___ AVAILABLE DATA ___
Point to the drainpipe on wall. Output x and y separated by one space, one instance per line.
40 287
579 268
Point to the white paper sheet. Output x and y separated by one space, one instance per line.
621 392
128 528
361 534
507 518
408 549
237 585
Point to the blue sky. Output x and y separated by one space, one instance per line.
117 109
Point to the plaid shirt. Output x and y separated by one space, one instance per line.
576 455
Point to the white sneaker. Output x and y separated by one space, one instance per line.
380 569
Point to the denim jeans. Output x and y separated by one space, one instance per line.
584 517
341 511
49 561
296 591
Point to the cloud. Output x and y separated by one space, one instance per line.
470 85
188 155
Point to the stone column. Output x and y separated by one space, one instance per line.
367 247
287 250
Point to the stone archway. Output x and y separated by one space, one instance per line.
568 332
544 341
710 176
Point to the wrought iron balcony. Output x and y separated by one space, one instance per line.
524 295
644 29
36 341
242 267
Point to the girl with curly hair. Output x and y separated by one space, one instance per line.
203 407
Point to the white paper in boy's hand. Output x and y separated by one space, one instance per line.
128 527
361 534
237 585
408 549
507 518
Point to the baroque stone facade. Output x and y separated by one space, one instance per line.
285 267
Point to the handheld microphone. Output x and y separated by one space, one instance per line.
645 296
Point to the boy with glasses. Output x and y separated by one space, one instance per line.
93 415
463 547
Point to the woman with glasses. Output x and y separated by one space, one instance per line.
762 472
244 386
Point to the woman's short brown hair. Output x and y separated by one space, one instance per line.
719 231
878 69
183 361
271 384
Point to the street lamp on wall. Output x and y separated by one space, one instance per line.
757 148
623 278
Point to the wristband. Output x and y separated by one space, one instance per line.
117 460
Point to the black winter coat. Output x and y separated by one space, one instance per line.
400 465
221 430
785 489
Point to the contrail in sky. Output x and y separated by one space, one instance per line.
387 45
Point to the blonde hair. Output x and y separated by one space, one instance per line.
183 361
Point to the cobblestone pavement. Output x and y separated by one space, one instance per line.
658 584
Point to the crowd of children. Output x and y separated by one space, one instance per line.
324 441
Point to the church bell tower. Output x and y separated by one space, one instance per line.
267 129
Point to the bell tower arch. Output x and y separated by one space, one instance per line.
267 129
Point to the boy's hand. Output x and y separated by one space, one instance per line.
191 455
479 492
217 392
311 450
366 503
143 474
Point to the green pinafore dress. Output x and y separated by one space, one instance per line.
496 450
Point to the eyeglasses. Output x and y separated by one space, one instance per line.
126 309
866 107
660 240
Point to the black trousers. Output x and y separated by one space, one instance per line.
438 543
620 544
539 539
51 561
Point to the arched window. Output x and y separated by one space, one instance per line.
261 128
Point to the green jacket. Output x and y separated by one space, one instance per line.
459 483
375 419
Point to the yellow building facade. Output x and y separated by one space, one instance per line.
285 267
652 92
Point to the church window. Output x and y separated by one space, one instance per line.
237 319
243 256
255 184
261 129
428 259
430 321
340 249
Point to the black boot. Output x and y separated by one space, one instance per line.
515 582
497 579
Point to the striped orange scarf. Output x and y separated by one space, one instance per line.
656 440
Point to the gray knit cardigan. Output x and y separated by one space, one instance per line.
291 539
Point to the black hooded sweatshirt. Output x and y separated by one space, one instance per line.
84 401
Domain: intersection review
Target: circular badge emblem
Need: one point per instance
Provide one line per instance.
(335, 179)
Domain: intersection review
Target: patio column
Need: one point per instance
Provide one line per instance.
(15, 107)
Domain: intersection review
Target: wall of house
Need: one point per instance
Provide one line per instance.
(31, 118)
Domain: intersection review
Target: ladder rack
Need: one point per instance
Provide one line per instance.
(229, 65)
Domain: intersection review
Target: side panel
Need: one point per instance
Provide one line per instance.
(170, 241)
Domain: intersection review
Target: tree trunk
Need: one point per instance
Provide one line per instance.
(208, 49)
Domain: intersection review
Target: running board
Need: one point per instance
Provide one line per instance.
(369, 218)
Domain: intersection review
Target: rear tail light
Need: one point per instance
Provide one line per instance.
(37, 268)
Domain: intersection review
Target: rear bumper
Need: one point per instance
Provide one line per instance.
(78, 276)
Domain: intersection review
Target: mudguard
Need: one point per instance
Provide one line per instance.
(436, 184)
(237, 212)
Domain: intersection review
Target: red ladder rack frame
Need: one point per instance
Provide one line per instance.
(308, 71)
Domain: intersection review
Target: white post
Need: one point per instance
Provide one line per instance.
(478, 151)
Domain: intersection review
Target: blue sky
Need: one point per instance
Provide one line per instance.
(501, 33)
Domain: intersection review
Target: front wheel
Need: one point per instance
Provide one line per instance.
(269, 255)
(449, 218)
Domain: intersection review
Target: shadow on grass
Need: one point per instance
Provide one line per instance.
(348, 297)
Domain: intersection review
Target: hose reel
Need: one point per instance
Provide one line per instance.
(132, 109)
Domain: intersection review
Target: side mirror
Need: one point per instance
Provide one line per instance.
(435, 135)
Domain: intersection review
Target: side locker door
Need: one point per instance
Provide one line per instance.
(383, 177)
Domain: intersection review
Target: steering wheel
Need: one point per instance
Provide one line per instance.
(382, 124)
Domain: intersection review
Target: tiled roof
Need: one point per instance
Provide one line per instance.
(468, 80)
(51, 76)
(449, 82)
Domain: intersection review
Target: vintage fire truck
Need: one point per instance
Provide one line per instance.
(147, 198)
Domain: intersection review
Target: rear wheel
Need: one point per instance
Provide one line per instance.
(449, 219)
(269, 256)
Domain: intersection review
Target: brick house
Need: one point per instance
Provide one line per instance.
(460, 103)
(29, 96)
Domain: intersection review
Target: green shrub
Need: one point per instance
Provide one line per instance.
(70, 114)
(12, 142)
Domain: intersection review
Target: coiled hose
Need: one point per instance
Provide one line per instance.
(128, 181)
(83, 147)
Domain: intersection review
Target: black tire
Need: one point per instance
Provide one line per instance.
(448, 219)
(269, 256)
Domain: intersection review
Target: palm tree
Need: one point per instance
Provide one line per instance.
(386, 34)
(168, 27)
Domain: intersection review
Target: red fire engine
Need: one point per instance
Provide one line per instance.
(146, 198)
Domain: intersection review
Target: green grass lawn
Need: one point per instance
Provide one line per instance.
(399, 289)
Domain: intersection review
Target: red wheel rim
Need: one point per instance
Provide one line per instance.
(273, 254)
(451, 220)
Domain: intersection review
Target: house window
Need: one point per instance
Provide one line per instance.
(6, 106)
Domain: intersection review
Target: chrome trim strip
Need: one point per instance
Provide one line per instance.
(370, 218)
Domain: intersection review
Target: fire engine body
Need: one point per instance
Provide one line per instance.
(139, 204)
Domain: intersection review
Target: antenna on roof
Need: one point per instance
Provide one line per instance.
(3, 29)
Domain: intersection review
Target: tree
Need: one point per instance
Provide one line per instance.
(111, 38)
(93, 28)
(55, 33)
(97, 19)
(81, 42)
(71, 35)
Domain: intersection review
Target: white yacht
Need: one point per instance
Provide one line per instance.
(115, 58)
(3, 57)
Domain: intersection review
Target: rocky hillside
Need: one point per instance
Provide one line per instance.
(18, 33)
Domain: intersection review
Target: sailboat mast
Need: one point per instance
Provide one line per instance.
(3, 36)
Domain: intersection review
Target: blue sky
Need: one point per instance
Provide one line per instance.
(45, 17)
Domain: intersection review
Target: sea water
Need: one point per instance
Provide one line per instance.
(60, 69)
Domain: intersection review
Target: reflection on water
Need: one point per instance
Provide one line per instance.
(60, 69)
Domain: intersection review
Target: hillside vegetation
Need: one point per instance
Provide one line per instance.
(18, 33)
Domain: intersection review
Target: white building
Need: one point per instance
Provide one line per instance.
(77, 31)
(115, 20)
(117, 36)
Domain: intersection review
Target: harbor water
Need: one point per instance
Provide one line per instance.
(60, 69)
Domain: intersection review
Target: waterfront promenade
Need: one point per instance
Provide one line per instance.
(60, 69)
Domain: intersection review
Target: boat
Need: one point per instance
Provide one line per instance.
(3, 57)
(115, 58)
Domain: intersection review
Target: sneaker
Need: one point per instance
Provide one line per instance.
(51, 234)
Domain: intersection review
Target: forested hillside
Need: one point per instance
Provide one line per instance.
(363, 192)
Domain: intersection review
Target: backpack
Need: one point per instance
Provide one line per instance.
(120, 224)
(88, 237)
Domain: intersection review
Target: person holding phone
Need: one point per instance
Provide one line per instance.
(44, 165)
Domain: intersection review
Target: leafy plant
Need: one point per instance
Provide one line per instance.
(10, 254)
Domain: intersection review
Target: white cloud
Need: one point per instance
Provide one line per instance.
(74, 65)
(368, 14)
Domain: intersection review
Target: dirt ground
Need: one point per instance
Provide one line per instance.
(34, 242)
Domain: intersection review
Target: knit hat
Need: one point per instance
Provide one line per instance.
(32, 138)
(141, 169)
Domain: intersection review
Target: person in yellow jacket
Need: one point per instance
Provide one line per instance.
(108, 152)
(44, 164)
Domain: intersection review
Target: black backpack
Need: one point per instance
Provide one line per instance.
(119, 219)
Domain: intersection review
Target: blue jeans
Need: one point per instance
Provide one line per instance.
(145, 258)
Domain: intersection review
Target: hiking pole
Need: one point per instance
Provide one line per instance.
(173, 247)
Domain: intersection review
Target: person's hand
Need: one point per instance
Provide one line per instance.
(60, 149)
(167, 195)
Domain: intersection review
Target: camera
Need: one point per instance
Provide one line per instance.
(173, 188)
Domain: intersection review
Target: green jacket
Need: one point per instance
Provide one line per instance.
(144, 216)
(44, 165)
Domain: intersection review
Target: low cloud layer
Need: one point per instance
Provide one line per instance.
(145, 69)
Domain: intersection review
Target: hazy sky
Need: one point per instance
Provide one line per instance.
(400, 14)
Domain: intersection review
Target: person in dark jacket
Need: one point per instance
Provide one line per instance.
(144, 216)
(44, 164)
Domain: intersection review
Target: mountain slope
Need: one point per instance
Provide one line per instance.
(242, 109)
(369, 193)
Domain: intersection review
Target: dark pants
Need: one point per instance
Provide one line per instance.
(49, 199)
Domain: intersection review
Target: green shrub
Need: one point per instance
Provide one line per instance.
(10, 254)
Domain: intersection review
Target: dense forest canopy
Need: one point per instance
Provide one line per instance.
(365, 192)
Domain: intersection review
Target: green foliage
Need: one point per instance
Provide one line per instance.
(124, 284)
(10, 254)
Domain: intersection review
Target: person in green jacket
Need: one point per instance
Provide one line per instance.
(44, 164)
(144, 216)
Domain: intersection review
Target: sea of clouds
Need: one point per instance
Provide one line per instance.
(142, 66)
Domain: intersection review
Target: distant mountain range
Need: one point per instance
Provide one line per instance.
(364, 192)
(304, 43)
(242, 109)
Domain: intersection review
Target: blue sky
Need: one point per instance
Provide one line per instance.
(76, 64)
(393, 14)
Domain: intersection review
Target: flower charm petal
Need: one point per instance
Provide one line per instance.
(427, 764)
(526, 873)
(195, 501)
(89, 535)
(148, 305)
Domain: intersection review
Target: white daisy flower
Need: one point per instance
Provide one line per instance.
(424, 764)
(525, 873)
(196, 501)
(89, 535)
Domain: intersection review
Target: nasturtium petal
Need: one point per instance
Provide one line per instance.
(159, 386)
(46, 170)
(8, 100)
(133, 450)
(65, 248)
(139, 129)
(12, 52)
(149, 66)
___
» WRITTEN TASK:
Return every line of the listing above that contains the word "yellow". Case counts.

» CORRECT OUTPUT:
Point to the yellow building facade. Output x and y separated by one space, one instance per line.
Target: person in yellow jacket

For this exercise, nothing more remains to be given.